* **DIRECTION A**: In the blog post on gas versus wind, rewrite the passage from "Imagine the howling" to "a lower cost.", substituting "rigs" for "derricks".
* **DIRECTION B**: In the blog post on gas versus wind, why did Anthony post a pair of pictures?
* **DIRECTION C**: Extend the blog post on gas versus wind, starting after its final sentence.

* **DOCUMENT EXCERPT**:

•••

Sunday, August 19, 2012

Gas vs. Wind - blighting the landscape

As I was reading a post by Anthony Watts this morning, one of the points he made resonated with a particularly ringing ka-boing.  It was this one:


...erecting thousands of expensive and sometimes operating windmills that blight the landscape...

Imagine the howling if somebody wanted thousands of natural gas well derricks on the same plot of land in California, yet they would produce far more energy and help far more people, at a lower cost.

 In support of this statement, Anthony posted a pair of pictures:

Wind Turbines at Tehacapi, California

Natural Gas Wells, Jonah Gas Field, Wyoming

Which of these two approaches to generating energy is a greater "blight" upon the landscape (and which one kills more birds)?  And the most important question...which one produces more energy?

•••

Stored items from a collection:

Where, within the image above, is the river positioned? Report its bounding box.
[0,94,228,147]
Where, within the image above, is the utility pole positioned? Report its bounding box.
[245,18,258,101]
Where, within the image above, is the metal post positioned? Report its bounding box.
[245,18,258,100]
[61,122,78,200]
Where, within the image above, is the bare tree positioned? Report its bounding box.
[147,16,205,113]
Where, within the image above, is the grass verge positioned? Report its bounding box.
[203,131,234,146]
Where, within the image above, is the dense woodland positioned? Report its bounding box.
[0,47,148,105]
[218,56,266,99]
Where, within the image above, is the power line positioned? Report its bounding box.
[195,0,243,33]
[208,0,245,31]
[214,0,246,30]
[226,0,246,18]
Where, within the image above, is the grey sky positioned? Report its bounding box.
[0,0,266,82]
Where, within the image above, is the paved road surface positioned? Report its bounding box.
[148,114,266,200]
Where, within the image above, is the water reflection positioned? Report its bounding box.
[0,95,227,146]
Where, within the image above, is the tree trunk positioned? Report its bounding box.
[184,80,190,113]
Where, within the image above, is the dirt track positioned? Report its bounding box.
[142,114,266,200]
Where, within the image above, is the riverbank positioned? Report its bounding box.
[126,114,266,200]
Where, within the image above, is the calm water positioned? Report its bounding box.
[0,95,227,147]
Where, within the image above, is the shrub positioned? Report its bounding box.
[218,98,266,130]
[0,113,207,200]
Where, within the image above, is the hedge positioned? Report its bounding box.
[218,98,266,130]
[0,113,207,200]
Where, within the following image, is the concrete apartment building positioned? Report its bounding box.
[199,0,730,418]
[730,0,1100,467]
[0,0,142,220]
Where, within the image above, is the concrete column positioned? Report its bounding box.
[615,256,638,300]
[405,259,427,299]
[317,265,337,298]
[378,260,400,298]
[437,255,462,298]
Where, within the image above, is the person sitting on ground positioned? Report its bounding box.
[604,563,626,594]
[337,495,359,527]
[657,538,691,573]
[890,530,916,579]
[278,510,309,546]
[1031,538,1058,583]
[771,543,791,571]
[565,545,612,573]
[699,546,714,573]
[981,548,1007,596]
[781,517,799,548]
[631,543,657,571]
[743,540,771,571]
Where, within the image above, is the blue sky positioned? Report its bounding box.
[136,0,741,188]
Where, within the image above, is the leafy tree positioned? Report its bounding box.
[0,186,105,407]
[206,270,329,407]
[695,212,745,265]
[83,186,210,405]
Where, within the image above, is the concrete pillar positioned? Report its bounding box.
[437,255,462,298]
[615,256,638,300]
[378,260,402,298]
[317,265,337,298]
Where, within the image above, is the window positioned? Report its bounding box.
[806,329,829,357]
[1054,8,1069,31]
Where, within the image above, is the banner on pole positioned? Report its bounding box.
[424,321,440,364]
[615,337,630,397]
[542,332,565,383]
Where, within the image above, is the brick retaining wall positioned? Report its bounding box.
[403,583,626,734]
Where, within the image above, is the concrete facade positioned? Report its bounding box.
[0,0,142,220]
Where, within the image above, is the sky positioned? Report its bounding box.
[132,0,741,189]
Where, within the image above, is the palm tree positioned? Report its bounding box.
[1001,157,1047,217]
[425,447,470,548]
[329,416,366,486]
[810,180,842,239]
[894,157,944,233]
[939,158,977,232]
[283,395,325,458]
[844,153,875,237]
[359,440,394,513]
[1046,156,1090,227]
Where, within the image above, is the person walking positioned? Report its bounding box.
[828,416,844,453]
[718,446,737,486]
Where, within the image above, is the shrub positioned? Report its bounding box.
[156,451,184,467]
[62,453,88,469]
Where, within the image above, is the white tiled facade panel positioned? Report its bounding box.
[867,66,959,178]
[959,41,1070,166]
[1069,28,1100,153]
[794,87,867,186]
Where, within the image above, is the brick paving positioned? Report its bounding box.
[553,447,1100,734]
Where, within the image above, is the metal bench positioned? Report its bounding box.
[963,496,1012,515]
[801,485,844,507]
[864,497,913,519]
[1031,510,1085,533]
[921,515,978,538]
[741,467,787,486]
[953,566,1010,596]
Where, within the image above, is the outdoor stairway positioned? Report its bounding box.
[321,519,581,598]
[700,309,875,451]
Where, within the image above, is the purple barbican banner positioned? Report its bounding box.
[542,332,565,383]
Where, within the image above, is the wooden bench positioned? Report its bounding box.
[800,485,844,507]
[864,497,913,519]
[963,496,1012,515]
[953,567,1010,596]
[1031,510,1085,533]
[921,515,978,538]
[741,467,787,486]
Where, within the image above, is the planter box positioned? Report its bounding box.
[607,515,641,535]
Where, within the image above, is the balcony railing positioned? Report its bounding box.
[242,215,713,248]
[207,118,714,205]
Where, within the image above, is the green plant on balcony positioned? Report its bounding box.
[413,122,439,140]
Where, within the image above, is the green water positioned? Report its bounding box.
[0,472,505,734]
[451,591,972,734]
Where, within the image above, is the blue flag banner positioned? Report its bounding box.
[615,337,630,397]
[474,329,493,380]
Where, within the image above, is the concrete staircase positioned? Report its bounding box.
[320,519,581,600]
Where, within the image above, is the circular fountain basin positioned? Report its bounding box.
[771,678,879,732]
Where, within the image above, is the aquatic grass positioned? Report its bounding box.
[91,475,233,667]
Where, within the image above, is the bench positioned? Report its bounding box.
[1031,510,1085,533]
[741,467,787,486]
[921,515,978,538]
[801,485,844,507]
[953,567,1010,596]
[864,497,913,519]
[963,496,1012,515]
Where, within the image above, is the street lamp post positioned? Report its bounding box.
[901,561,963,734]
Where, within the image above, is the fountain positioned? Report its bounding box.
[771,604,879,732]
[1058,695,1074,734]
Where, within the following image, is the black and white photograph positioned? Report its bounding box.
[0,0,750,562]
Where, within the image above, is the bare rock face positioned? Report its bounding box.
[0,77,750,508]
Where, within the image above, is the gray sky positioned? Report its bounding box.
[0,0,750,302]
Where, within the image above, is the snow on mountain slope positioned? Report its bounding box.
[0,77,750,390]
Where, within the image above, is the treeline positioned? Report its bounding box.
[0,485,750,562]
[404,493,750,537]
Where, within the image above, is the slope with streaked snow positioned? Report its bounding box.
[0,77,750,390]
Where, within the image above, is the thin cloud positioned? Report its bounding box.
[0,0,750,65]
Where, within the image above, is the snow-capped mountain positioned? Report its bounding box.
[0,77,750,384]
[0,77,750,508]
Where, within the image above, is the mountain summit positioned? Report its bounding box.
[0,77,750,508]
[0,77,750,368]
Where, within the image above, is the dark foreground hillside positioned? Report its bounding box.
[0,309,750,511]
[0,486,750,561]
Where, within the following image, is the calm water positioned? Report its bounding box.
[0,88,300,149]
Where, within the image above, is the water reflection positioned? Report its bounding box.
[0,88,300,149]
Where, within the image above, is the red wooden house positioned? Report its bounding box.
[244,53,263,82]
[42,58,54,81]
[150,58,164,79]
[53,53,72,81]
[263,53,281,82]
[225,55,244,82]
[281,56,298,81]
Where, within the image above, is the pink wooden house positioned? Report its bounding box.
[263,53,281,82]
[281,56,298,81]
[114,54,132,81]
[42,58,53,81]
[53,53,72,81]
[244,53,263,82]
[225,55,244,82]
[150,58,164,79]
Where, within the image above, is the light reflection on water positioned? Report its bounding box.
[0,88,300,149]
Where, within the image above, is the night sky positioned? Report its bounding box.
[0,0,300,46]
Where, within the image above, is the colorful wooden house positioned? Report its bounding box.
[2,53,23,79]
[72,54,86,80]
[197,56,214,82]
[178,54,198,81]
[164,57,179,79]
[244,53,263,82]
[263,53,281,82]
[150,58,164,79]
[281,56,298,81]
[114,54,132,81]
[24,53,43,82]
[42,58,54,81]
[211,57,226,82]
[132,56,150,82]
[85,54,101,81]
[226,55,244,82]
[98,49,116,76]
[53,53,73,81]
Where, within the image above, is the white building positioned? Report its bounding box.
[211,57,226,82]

•••

* **TASK OUTPUT A**:
Imagine the howling if somebody wanted thousands of natural gas well rigs on the same plot of land in California, yet they would produce far more energy and help far more people, at a lower cost.

* **TASK OUTPUT B**: He posted them in support of his statement that people would howl if somebody wanted thousands of natural gas well derricks on the same land in California. He argued this even though the wells would produce far more energy and help far more people at a lower cost.

* **TASK OUTPUT C**:
That latter question is pretty easy to answer, by the way.  All you have to do is visit the US Energy Information Administration.  Here's the breakdown for all energy produced in the US in 2010 (in quadrillion BTUs or "quads"):

So basically, natural gas - one of the lowest "profile" energy exploitation technologies - accounted for 24 times as much primary energy production in the US as the massive fields of rusting bird-shredders erected with enormous government subsidization over the past 30+ years.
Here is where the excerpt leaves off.